begin AVAILABLE DATA

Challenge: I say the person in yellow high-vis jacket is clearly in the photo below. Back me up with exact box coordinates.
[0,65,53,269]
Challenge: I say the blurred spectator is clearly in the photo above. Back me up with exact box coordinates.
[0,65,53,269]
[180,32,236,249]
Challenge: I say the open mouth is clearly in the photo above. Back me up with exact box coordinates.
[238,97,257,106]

end AVAILABLE DATA
begin AVAILABLE DATA

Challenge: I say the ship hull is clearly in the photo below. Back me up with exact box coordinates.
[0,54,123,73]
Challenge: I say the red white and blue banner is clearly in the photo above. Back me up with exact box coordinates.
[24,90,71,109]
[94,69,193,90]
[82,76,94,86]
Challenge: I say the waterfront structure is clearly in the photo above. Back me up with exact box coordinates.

end AVAILABLE DATA

WHAT YOU WILL DO — Please format everything from the line containing "Challenge: I say the open" down to the line containing "[238,97,257,106]" in the listing above as a numbered list, including both of those lines and leaving out any blank lines.

OUTPUT FOR THIS EXERCISE —
1. Challenge: I say the open mouth is clearly in the photo above. Back me up with exact box coordinates.
2. [238,97,257,106]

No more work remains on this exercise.